§ TAREFA DADA
Troque "wood grain texture" por "wooden plank" no trecho que começa na linha que contém "Guideline: for every instance of the tan" e vai até a última das linhas, e reescreva esse trecho com todo o resto inalterado.

+++ MATERIAL DA TAREFA +++

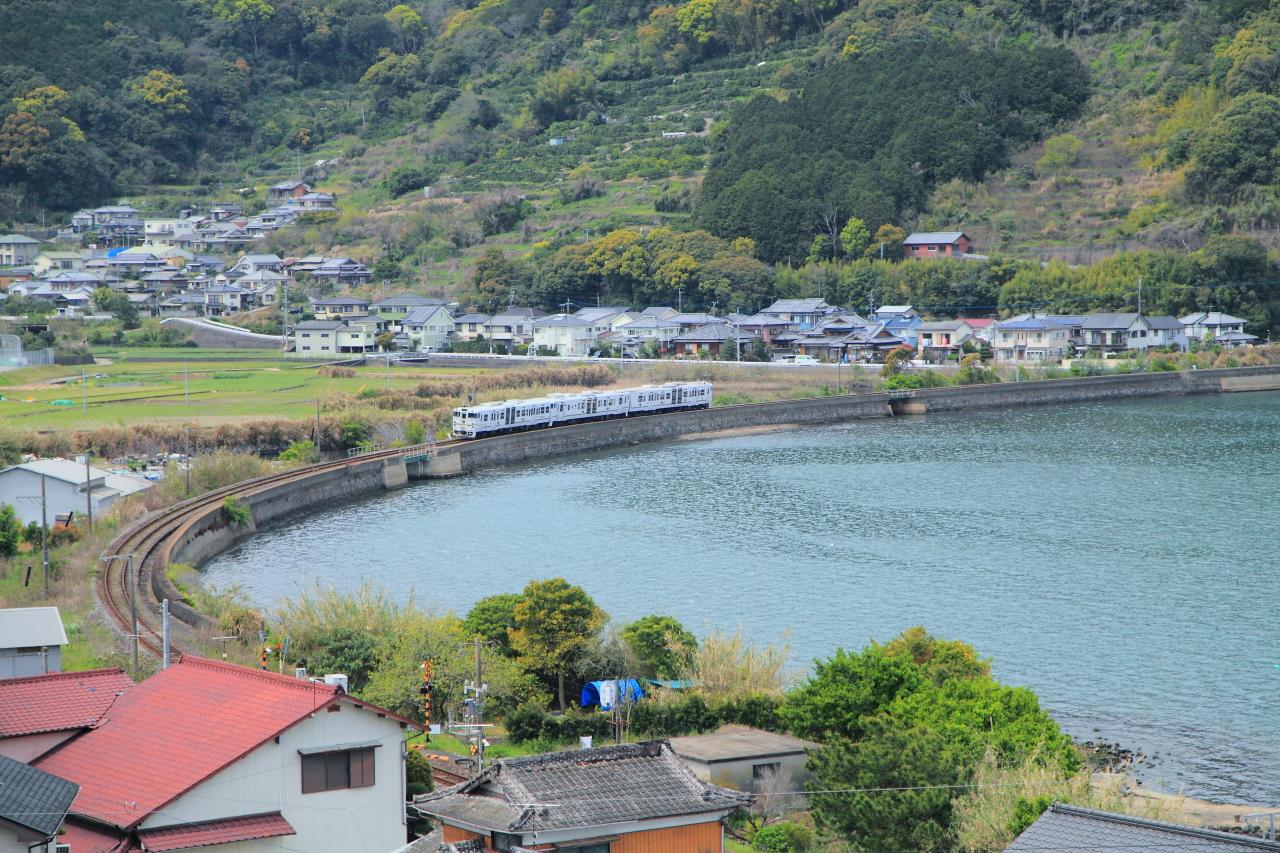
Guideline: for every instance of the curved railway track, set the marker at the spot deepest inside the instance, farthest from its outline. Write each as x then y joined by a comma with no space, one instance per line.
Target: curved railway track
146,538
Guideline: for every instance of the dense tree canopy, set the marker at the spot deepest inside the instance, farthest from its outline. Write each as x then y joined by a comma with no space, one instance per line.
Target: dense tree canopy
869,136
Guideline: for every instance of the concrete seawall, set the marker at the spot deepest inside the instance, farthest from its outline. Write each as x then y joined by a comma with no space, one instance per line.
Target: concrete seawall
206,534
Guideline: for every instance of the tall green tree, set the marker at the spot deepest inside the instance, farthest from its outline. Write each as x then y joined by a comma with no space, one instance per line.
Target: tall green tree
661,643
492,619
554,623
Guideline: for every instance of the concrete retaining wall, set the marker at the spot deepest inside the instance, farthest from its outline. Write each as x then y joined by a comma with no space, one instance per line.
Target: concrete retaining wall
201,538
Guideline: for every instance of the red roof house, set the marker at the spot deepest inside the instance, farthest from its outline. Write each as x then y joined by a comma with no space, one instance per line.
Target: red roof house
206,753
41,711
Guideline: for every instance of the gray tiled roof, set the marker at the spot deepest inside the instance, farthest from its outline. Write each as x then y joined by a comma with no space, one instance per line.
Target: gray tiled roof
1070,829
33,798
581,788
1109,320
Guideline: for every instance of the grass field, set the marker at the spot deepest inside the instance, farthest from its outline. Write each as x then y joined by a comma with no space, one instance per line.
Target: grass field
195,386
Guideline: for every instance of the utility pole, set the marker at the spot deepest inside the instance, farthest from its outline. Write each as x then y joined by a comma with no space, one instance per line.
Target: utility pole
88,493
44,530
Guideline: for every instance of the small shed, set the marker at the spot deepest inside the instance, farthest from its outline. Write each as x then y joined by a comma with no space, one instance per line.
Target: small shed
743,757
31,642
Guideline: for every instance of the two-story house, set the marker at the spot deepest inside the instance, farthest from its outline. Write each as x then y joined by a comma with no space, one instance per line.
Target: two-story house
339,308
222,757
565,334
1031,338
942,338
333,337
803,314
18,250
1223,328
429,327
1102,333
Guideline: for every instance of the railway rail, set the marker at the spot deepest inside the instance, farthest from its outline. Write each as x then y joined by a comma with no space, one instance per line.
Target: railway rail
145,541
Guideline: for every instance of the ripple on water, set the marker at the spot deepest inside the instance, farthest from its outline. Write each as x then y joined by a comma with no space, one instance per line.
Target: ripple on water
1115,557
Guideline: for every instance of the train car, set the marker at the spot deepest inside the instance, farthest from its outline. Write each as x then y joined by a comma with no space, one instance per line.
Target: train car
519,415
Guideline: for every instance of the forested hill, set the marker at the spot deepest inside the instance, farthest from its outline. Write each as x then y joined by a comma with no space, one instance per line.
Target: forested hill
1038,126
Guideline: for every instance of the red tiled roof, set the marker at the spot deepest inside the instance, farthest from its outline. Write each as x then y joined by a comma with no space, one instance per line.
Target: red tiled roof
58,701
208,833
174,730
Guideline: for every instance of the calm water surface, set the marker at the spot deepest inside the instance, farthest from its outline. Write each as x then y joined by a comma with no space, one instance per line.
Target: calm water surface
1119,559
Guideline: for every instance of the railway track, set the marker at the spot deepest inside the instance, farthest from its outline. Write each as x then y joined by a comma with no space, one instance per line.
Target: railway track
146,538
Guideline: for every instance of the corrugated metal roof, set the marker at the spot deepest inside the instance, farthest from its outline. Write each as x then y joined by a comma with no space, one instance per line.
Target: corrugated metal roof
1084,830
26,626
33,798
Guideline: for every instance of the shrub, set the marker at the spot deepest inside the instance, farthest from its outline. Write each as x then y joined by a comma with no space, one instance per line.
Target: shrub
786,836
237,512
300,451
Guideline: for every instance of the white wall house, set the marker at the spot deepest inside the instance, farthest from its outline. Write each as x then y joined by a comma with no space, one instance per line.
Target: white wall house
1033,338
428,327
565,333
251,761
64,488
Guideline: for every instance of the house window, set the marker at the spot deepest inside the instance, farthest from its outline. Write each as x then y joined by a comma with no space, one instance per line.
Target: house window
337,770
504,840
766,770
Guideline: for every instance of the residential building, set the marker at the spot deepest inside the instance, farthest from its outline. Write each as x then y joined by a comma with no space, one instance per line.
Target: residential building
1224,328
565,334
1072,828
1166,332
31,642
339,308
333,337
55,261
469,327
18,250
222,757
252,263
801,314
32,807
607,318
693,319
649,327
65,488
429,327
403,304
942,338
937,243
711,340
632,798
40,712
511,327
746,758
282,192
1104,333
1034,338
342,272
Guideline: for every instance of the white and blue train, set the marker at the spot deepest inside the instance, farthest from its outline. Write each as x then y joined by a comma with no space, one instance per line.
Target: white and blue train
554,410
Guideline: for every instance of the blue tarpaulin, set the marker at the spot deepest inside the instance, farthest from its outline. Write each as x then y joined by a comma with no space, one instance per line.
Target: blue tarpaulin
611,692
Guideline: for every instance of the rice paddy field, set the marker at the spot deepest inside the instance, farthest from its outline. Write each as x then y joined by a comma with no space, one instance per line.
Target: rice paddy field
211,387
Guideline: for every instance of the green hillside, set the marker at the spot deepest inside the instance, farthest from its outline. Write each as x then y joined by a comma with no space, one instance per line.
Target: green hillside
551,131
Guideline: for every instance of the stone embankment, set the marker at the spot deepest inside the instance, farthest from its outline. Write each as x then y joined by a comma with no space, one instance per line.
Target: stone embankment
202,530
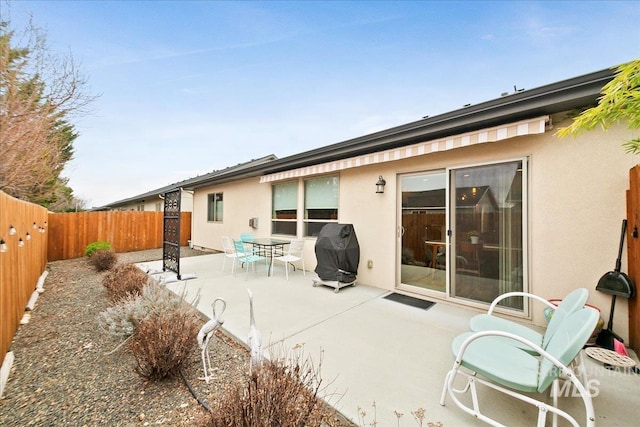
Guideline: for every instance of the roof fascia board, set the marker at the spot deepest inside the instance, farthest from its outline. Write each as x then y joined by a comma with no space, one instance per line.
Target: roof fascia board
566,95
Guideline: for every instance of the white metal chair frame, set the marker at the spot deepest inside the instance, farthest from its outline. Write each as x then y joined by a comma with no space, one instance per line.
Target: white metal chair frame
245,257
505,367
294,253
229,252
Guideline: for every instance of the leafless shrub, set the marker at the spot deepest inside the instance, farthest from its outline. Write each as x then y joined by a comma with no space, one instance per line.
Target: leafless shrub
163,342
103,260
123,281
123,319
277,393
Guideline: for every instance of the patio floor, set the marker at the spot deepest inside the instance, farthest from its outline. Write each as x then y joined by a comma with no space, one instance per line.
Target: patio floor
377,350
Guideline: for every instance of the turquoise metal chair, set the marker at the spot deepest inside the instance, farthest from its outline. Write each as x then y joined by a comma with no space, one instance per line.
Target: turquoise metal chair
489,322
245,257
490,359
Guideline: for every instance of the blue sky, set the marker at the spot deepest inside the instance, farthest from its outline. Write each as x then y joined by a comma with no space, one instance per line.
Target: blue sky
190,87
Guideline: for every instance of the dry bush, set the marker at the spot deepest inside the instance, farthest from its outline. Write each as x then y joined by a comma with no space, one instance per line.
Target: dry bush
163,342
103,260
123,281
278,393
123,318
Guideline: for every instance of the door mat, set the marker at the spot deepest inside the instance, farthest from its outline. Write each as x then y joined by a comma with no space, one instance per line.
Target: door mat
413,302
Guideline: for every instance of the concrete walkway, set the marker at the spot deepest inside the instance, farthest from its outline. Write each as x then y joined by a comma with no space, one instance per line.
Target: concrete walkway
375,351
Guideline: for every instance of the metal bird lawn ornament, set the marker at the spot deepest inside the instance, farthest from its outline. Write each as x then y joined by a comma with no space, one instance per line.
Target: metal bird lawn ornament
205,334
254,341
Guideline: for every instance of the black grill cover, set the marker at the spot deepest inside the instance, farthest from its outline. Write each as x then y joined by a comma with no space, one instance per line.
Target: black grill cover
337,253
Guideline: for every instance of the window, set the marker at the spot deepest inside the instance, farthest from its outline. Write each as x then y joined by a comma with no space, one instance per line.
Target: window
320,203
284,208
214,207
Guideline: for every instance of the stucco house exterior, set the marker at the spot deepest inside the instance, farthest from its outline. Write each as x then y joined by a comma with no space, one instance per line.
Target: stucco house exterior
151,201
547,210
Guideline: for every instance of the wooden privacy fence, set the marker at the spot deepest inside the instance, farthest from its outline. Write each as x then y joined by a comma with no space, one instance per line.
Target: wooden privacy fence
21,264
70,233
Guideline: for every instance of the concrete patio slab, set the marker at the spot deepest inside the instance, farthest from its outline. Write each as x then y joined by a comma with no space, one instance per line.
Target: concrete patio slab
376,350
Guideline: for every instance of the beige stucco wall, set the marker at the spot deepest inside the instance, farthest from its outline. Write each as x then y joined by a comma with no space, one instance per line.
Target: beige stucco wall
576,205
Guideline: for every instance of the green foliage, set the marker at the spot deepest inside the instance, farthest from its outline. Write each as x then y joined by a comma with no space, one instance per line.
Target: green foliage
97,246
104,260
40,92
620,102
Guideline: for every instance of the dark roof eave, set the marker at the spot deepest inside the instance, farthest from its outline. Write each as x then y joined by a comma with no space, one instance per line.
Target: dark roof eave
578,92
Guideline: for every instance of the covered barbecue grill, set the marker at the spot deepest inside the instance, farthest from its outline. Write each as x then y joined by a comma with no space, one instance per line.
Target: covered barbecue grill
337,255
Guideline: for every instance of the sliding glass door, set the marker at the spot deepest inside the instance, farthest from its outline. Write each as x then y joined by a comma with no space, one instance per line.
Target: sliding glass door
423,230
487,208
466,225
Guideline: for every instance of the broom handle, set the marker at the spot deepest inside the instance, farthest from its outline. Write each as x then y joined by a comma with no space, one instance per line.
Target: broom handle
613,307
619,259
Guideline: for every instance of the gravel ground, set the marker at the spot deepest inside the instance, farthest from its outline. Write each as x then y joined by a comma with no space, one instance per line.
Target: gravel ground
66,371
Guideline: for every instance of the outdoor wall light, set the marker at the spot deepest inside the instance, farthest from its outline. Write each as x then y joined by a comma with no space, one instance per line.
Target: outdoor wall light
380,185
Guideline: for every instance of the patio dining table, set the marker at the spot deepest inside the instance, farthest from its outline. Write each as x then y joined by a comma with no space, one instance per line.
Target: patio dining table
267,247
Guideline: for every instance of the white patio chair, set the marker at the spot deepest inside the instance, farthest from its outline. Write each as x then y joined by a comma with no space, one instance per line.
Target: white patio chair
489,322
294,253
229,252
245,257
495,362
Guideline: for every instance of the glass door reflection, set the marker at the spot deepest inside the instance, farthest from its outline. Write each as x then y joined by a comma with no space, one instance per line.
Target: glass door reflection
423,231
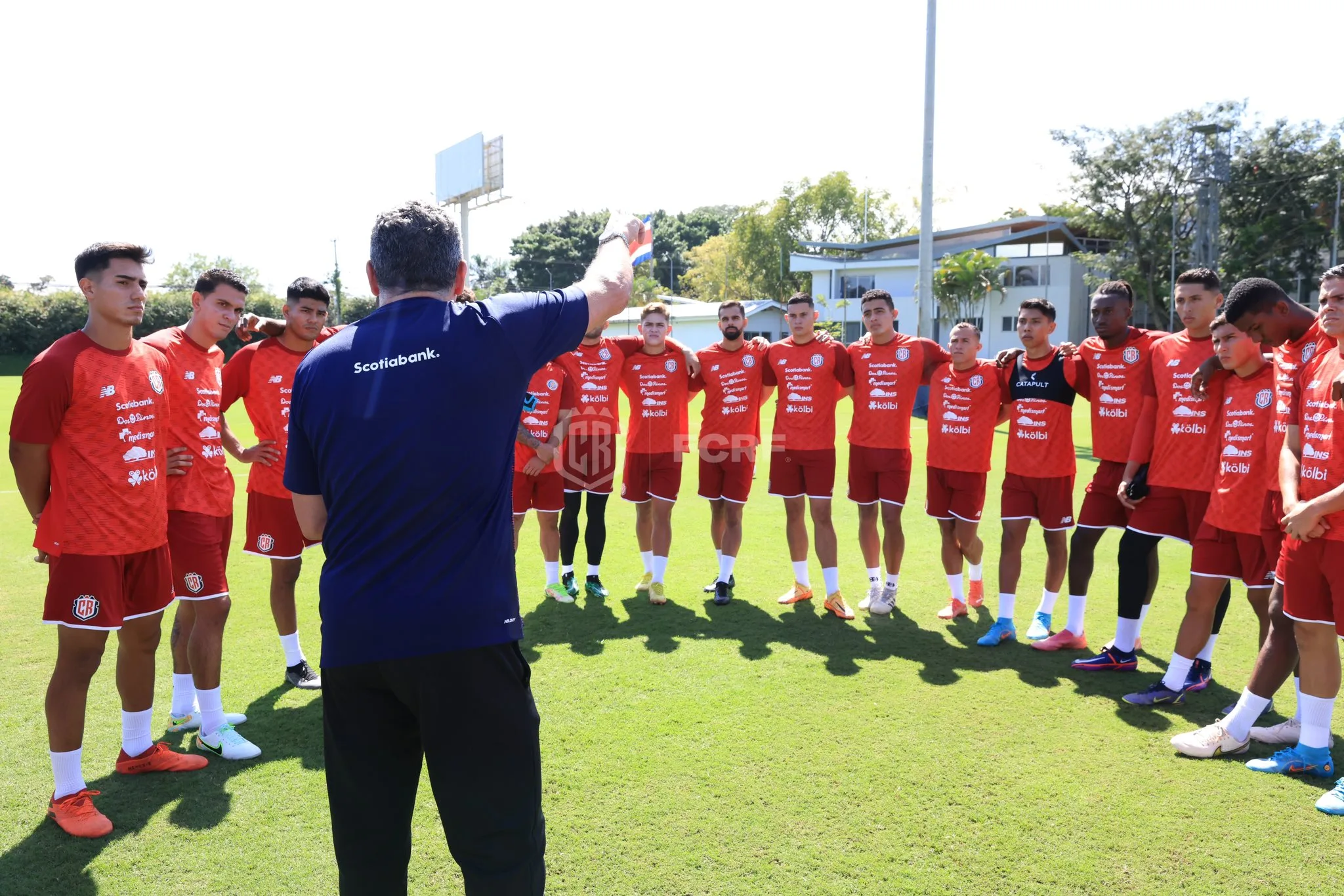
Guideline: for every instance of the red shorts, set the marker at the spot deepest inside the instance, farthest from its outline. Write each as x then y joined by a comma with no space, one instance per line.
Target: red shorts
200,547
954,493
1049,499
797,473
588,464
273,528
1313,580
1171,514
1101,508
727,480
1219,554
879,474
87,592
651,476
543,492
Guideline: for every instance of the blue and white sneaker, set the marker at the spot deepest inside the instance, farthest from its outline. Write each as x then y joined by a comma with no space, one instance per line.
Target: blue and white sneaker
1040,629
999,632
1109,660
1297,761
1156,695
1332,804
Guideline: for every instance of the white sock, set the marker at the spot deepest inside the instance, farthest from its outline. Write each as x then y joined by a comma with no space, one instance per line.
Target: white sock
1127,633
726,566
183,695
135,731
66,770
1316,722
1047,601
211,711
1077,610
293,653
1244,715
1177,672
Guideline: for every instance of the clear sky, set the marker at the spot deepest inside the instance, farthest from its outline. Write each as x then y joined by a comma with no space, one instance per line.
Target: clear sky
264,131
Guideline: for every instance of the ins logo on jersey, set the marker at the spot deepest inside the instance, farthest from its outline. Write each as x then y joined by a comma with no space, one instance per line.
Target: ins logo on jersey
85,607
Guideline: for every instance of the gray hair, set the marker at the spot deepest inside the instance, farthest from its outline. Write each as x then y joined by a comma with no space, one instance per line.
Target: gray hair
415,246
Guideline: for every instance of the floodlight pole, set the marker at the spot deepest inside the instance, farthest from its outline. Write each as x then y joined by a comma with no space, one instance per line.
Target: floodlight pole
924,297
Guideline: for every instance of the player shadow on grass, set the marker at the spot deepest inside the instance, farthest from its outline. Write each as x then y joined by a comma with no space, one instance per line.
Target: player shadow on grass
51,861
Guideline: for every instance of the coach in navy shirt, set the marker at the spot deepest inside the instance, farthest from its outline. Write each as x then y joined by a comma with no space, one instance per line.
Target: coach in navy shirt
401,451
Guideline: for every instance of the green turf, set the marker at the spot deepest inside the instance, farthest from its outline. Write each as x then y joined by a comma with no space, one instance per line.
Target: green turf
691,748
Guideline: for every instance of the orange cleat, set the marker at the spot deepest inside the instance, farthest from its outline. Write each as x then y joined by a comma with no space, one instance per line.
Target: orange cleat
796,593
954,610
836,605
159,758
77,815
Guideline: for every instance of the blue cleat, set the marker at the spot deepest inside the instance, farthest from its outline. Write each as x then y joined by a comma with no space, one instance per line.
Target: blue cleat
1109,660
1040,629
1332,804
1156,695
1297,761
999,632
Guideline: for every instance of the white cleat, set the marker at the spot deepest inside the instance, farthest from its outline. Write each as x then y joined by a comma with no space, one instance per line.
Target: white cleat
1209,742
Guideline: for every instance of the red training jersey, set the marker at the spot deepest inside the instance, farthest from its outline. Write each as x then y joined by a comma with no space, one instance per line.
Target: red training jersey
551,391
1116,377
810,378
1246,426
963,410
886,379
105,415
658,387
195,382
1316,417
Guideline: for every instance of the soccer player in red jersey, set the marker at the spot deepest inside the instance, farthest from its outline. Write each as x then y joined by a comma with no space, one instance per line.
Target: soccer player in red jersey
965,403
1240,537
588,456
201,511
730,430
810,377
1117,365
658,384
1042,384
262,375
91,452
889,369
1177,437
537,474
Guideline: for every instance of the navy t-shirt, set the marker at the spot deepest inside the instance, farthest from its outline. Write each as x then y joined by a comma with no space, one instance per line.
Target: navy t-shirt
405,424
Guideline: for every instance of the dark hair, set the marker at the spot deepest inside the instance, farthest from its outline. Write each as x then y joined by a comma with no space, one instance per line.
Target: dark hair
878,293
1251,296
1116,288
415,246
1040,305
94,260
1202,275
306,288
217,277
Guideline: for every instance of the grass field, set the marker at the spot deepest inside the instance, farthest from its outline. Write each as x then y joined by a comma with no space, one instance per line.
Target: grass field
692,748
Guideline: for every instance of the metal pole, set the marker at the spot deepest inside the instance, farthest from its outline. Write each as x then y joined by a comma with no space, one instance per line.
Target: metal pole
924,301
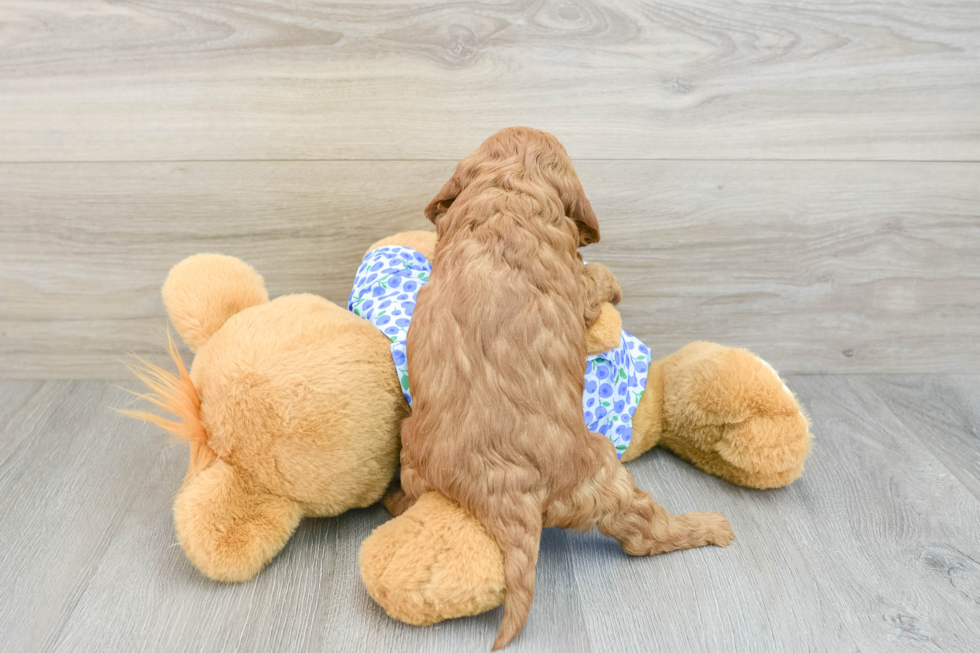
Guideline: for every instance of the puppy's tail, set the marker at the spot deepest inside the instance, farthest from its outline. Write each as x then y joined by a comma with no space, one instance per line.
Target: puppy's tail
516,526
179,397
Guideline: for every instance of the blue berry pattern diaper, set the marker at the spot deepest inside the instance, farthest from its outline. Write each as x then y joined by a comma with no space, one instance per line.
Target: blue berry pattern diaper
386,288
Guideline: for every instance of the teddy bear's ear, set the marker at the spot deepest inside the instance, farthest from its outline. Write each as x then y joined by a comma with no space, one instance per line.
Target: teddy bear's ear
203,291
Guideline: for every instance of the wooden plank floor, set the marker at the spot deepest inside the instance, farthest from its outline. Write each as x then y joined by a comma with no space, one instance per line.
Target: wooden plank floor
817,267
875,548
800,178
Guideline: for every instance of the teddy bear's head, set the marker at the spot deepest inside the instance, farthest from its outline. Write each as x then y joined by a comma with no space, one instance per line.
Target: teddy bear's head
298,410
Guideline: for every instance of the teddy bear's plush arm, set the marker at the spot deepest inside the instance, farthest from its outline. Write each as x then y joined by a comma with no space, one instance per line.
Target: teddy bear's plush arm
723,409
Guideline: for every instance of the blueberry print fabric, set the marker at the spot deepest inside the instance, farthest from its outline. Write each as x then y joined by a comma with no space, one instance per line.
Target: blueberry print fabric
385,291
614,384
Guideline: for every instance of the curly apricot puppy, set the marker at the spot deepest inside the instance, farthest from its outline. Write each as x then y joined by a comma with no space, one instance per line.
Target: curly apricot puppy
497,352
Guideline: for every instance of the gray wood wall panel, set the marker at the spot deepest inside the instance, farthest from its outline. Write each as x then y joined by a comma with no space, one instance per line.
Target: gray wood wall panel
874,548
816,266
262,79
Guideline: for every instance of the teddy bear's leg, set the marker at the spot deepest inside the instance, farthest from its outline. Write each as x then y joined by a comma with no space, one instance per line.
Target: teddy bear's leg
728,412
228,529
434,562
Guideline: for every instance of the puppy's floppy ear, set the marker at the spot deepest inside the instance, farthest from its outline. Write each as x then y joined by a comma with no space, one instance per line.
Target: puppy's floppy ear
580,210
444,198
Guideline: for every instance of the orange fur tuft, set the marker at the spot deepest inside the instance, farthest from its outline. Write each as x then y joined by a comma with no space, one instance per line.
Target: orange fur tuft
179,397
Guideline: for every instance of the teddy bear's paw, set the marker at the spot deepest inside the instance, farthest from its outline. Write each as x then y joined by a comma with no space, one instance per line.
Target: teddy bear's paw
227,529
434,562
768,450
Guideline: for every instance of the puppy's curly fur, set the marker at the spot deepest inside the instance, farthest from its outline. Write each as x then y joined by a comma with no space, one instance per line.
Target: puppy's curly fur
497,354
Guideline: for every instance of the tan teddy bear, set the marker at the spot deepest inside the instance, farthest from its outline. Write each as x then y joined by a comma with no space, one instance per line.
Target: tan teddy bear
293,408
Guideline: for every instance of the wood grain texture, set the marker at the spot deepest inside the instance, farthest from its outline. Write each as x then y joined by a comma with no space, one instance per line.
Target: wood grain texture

+++

§ RESPOSTA FINAL
Guideline: for every instance of the tan teddy bear, set the marker at the spot deepest inside the instance, farthest from its outline. Write each as x then y joined by a comma with no space, one instance per line.
Target: tan teddy bear
293,408
Guideline: for every instance of the wooden plank, set the marker at the spot deepest inside the instance, farthest from its outline. Write each as x then y joined by a comma with no space, one instance per line.
Target: wooden plank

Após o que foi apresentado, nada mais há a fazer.